A Formula for Evading Penalties Built into Nuclear Watchdog’s Deal with Tehran
This week, Iran’s soft-soap campaign on its nuclear program won valuable support from the heads of the international Atomic Energy Agency, even though the UN watchdog still cannot determine that Iran’s nuclear activities are transparent or peaceful.
Even after listening for four years to Tehran’s evasions, untruths and prevarications on its nuclear intentions, IAEA director Mohamed ElBaradei Friday, July 13, was still willing to hail Iran’s grudging permission for “one visit” to its Arak water reactor and “improved inspections” at Natanz as a “way out of the crisis.”
These measures were agreed during a visit to Tehran by the IAEA deputy director for safeguards, Olli Heinonen, Wednesday and Thursday.
Foreign minister Manouchehr Mottaki spoke triumphantly in Tunis Saturday of a “new chapter in Iran’s relations with the UN agency.”
And no wonder. debkafile‘s Iranian and intelligence sources report that the six-month grace period granted Tehran by its latest maneuver is exactly the breathing space it needs for climbing over a technical hump in its progress towards a weapons capability. Its progress in enriching uranium is already substantial, whereas the Araq heavy water reactor is only in the first stages of a capability for using plutonium for making bombs.
Iran can therefore afford to be more forthcoming on Araq, although allowing only one visit, while omitting from its deal with the international watchdog the vital element of which sections of the Natanz plant would be open to inspection.
This “detail” was left for a further round of negotiations.
But although it is full of holes for the monitors, the deal struck with nuclear watchdog is a diplomatic breakthrough for Tehran. It is enough to arm the sanctions opponents in the UN Security Council with arguments to hold off a third round of punitive measures against Iran for persisting in its refusal to abandon uranium enrichment. Tehran has won an uninterrupted space up until December 2007 for its last stretch on the road to its objective, with good reason to expect that the watchdog and the Security Council opponents of expanded sanctions will hold up the deal as a breakthrough, and give the Islamic Republic immunity against further sanctions or a US or Israeli military attack.

Assignment: Retype the part of the article on the nuclear watchdog's deal with Tehran starting at "Iran can therefore" and ending at "open to inspection.". You won't need the entries that come after this text.

[Region pointing data]
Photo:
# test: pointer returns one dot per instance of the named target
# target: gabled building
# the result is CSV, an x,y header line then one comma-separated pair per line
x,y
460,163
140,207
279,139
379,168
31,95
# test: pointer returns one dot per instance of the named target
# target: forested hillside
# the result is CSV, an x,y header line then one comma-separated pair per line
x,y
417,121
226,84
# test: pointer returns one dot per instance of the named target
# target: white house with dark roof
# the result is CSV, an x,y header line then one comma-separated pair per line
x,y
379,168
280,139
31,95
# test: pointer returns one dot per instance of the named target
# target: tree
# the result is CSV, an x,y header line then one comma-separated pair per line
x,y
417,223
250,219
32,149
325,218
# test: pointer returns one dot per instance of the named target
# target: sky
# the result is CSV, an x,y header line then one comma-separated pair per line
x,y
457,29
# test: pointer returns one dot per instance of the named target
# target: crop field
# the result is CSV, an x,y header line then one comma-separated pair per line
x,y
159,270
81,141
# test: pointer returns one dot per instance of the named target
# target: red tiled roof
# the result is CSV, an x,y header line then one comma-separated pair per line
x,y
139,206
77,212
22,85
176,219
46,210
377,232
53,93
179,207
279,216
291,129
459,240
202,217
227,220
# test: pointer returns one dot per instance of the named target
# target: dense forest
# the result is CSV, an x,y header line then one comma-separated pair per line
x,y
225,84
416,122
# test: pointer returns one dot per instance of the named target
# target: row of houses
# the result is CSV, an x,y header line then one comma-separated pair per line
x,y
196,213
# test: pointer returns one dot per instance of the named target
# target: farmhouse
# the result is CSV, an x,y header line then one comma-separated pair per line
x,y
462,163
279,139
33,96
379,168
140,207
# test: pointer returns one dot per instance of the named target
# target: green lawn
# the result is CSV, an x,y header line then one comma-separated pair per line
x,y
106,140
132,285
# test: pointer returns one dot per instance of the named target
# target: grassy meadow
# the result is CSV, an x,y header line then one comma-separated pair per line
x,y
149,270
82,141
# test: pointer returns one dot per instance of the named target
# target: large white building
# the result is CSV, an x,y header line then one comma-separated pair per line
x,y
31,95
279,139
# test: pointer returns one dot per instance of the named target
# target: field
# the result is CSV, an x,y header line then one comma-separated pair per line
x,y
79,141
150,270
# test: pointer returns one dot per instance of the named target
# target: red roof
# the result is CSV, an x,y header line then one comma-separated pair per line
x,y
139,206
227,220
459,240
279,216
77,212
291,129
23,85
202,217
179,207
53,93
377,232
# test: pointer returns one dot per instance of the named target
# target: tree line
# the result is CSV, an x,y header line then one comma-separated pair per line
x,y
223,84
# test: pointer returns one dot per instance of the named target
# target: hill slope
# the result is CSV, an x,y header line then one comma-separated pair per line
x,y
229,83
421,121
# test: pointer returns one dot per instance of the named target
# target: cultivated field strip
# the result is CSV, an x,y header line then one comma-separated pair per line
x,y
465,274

Exercise answer:
Iran can therefore afford to be more forthcoming on Araq, although allowing only one visit, while omitting from its deal with the international watchdog the vital element of which sections of the Natanz plant would be open to inspection.